## Recorded information

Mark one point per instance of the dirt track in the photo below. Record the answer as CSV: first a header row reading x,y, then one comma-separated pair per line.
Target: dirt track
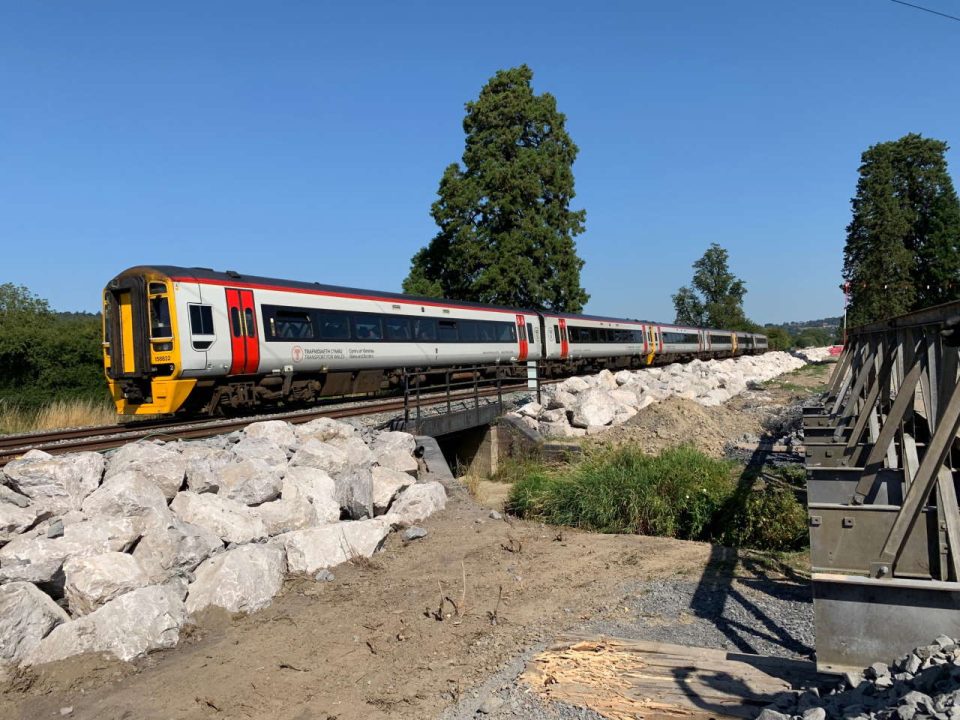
x,y
370,644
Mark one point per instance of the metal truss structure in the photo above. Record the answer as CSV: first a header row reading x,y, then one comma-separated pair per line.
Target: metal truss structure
x,y
881,457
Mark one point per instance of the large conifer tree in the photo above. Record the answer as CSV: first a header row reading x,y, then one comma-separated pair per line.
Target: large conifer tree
x,y
506,228
903,242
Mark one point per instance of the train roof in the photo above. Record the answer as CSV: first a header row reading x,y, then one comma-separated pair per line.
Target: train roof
x,y
230,276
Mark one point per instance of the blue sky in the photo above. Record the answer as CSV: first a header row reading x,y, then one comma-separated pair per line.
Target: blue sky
x,y
306,139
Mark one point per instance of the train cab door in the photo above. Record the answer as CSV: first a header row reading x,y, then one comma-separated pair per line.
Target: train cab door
x,y
651,344
522,337
244,342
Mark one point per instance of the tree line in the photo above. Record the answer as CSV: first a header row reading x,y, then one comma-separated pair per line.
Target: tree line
x,y
45,355
506,229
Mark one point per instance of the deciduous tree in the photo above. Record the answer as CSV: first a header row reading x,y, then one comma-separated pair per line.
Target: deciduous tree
x,y
506,228
715,298
903,242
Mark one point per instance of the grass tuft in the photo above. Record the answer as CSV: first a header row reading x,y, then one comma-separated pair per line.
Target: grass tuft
x,y
680,493
58,414
675,494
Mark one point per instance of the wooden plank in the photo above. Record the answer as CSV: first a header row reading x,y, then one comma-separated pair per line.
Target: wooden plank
x,y
629,679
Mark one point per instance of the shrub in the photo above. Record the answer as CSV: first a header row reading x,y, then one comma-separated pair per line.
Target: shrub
x,y
681,493
766,514
676,494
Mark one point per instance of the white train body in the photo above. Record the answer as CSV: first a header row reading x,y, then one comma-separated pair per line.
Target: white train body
x,y
173,335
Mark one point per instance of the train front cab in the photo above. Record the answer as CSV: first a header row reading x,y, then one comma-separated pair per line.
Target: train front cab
x,y
141,354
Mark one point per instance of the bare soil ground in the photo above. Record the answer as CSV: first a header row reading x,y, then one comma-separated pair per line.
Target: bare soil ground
x,y
408,634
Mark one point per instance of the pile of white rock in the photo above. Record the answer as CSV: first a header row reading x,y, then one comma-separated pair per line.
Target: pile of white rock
x,y
114,554
588,405
816,355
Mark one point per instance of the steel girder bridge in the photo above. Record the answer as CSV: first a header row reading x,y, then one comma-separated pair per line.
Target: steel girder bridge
x,y
882,457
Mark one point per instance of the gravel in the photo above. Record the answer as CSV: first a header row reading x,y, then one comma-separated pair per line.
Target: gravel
x,y
752,615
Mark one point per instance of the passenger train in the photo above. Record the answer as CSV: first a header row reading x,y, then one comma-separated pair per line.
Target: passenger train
x,y
196,341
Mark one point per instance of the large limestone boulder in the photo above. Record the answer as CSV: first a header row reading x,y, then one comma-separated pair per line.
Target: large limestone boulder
x,y
129,494
324,429
606,380
244,579
559,399
280,516
560,429
358,454
55,483
393,441
144,619
324,547
531,410
258,448
714,397
15,520
229,520
417,503
386,484
27,615
175,549
103,534
574,385
594,408
251,482
36,559
623,396
204,464
355,492
320,455
317,488
160,464
553,416
95,580
278,432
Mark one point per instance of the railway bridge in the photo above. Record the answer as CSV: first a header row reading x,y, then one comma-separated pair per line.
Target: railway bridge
x,y
882,459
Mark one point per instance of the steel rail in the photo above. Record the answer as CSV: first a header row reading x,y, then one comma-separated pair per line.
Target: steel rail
x,y
107,437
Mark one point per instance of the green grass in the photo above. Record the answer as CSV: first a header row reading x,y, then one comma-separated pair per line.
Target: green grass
x,y
680,493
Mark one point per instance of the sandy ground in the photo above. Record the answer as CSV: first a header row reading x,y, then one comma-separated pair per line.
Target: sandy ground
x,y
406,635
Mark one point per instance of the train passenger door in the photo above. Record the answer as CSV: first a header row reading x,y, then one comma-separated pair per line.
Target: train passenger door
x,y
244,344
522,337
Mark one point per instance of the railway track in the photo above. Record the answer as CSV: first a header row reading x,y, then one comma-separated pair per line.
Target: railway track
x,y
111,436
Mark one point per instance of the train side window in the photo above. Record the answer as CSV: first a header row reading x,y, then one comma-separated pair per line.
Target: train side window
x,y
447,331
293,325
486,331
367,327
334,326
235,325
425,329
397,328
201,320
469,331
160,318
506,332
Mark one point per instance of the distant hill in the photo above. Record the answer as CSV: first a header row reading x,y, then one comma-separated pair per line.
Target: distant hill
x,y
800,325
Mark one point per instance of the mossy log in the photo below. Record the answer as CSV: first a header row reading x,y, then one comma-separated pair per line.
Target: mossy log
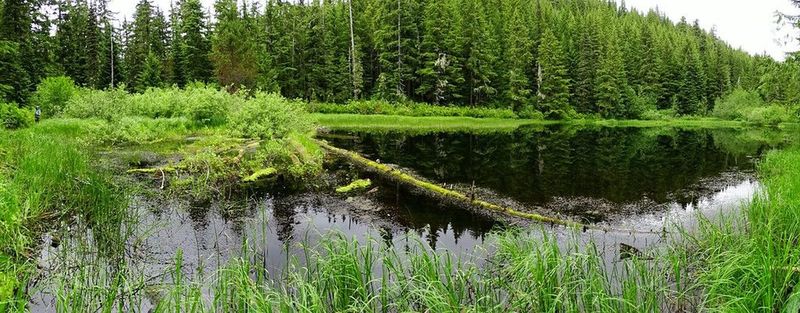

## Problem description
Select every line of the entries that contains the word "wooden", and copy each such line without alteration.

## Output
Mark one point per instance of the wooden plank in the photo above. Record the answer as CSV: first a header row reading x,y, then one comma-separated pair per line.
Target: wooden plank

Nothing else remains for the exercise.